_TEXTE EXTRAIT_
###

Judaïcausette© avec Joanna Peczenik

Née à Bruxelles en 2001, Joanna Peczenik est coprésidente de l’Union des Etudiants Juifs de Belgique (UEJB) depuis juin 2021, avec Sacha Guttmann. Etudiante en 3ème année de bachelier à SOLVAY (ingénieur de gestion), Joanna milite au sein de l’UEJB, sans oublier le féminisme qu’elle porte haut et fort, dans une perspective égalitaire. Joanna est également musicienne et passionnée de volley-ball.

DEFINITION : Quelle serait votre définition de la culture juive ?

###

_CONSIGNE A_
Renvoyez chaque ligne de la liste ci-dessous qui contient le mot "sunflower".

_DONNÉES À TRAITER_
###

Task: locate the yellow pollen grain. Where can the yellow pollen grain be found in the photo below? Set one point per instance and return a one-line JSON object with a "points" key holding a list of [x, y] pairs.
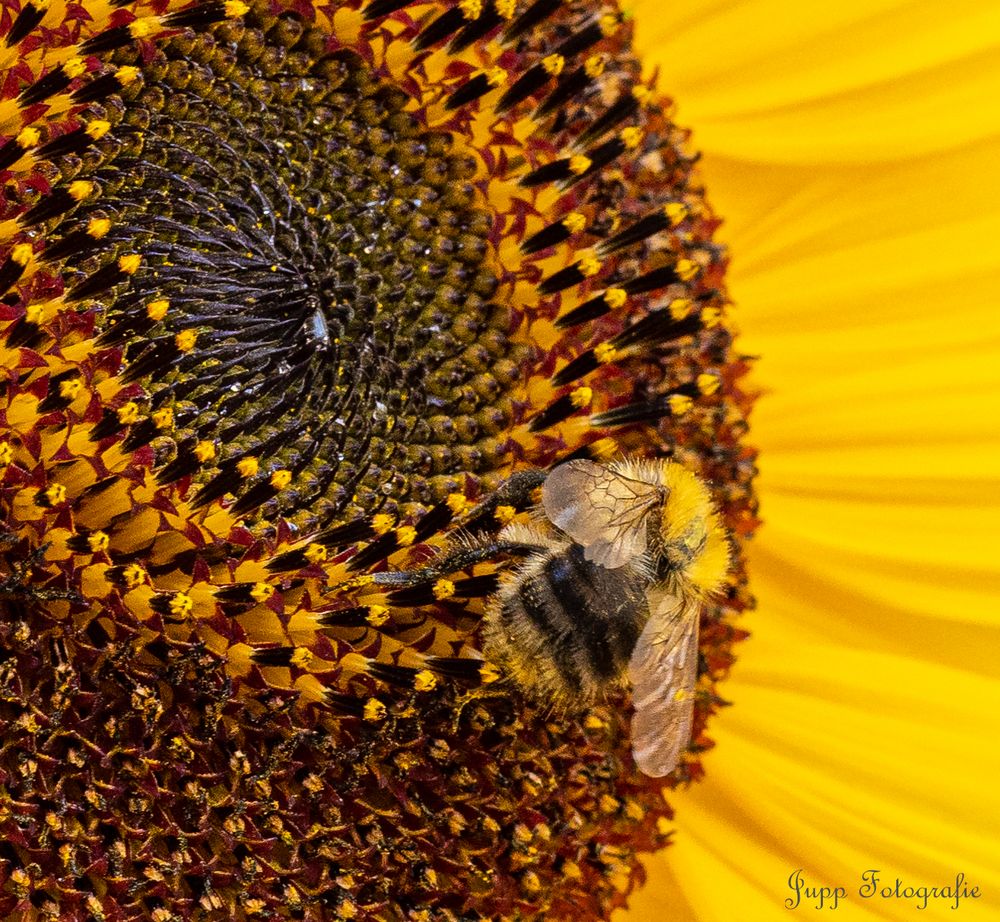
{"points": [[140, 28], [382, 522], [133, 575], [676, 212], [406, 535], [488, 673], [443, 589], [80, 189], [425, 680], [55, 495], [589, 265], [708, 384], [163, 419], [126, 75], [608, 24], [27, 137], [631, 137], [316, 553], [615, 297], [129, 263], [504, 514], [74, 67], [248, 468], [711, 317], [553, 64], [261, 592], [374, 710], [686, 269], [679, 404], [605, 353], [157, 310], [185, 340], [181, 604], [97, 129], [593, 67], [128, 413], [98, 227], [634, 810], [680, 308]]}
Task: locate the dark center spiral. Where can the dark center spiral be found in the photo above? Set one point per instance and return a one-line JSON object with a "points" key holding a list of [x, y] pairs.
{"points": [[324, 266]]}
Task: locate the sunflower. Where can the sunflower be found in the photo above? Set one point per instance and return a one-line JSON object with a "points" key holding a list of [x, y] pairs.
{"points": [[852, 151], [299, 302]]}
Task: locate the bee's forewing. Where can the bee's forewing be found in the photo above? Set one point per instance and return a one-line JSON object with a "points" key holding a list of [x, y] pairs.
{"points": [[600, 510], [662, 671]]}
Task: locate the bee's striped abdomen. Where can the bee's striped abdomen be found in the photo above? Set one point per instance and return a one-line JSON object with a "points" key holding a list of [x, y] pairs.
{"points": [[575, 623]]}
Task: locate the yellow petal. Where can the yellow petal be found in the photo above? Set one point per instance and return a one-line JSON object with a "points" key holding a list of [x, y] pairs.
{"points": [[855, 81]]}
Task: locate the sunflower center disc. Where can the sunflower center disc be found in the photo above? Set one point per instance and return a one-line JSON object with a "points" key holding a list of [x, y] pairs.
{"points": [[312, 290]]}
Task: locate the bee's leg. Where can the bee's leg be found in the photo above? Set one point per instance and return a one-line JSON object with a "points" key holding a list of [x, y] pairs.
{"points": [[515, 494], [460, 558]]}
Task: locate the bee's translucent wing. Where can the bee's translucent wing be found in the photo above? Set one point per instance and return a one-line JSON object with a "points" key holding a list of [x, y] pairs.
{"points": [[663, 670], [600, 509]]}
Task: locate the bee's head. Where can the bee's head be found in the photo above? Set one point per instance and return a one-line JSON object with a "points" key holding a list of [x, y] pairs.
{"points": [[693, 539]]}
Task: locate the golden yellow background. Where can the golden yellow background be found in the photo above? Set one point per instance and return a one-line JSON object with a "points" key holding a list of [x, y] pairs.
{"points": [[854, 150]]}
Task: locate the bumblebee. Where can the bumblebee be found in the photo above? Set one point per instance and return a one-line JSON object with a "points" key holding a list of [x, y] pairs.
{"points": [[617, 563]]}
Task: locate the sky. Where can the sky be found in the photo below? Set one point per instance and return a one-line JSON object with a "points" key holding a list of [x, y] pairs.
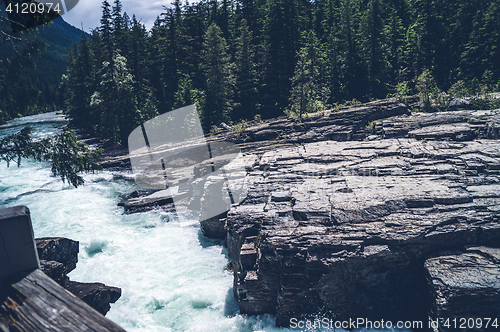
{"points": [[88, 12]]}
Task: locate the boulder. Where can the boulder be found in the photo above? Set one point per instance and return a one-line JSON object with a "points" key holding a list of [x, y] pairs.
{"points": [[55, 270], [343, 228], [465, 289], [62, 250], [58, 256], [96, 295], [459, 104]]}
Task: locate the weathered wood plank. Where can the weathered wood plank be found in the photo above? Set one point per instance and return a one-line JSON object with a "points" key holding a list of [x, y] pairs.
{"points": [[38, 304]]}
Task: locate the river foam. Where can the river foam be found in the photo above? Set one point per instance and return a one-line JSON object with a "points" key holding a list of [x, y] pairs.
{"points": [[172, 277]]}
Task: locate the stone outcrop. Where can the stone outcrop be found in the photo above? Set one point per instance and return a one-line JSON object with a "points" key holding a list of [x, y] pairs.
{"points": [[340, 219], [96, 295], [347, 213], [58, 256], [465, 289]]}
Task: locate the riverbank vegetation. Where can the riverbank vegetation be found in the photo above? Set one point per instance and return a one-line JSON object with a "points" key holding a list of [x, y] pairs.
{"points": [[238, 58]]}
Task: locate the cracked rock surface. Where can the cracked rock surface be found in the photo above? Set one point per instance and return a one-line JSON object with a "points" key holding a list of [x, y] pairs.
{"points": [[348, 229]]}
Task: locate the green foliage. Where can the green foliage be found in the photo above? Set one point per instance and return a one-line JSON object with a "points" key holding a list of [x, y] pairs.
{"points": [[427, 89], [68, 156], [219, 78], [309, 92], [234, 58], [240, 127]]}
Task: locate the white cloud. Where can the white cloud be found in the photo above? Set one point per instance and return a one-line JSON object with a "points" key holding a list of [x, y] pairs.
{"points": [[88, 12]]}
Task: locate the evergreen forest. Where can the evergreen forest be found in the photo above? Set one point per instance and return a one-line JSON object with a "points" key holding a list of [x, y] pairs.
{"points": [[238, 59], [31, 65]]}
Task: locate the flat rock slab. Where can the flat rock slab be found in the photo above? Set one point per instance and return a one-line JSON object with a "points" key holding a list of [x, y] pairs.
{"points": [[465, 286], [345, 227], [96, 295]]}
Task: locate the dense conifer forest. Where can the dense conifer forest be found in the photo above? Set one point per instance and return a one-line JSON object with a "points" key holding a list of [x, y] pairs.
{"points": [[236, 59], [31, 65]]}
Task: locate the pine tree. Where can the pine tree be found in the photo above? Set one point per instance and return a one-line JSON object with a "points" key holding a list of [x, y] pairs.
{"points": [[246, 75], [219, 79], [309, 89]]}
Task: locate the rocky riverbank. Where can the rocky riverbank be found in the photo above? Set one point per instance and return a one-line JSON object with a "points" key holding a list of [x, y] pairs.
{"points": [[58, 256], [371, 211]]}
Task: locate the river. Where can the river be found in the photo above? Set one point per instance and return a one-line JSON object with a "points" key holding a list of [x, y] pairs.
{"points": [[172, 277]]}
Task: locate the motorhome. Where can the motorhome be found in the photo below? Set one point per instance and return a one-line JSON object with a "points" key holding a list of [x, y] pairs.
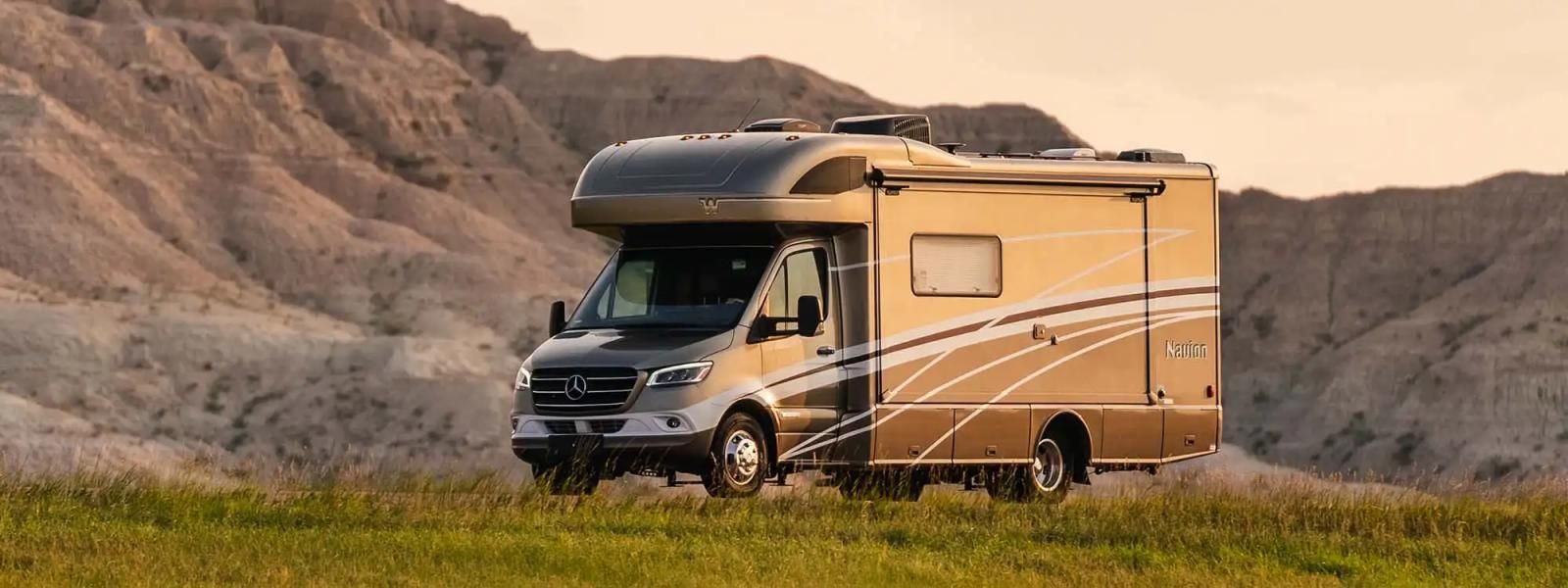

###

_CONSIGNE B_
D'après la présentation de Joanna Peczenik, depuis quand est-elle coprésidente de l'Union des Etudiants Juifs de Belgique ?

_SOLUTION RÉDIGÉE A_
Task: locate the sunflower. Where can the sunflower be found in the photo above? Set one point per instance and return a one-line JSON object with a "points" key holding a list of [x, y] pairs.
Task: locate the sunflower center disc. Where can the sunflower center disc be found in the photo above? Set one point per instance and return a one-line JSON object with a "points" key holding a list of [x, y] pairs.

_SOLUTION RÉDIGÉE B_
Depuis juin 2021.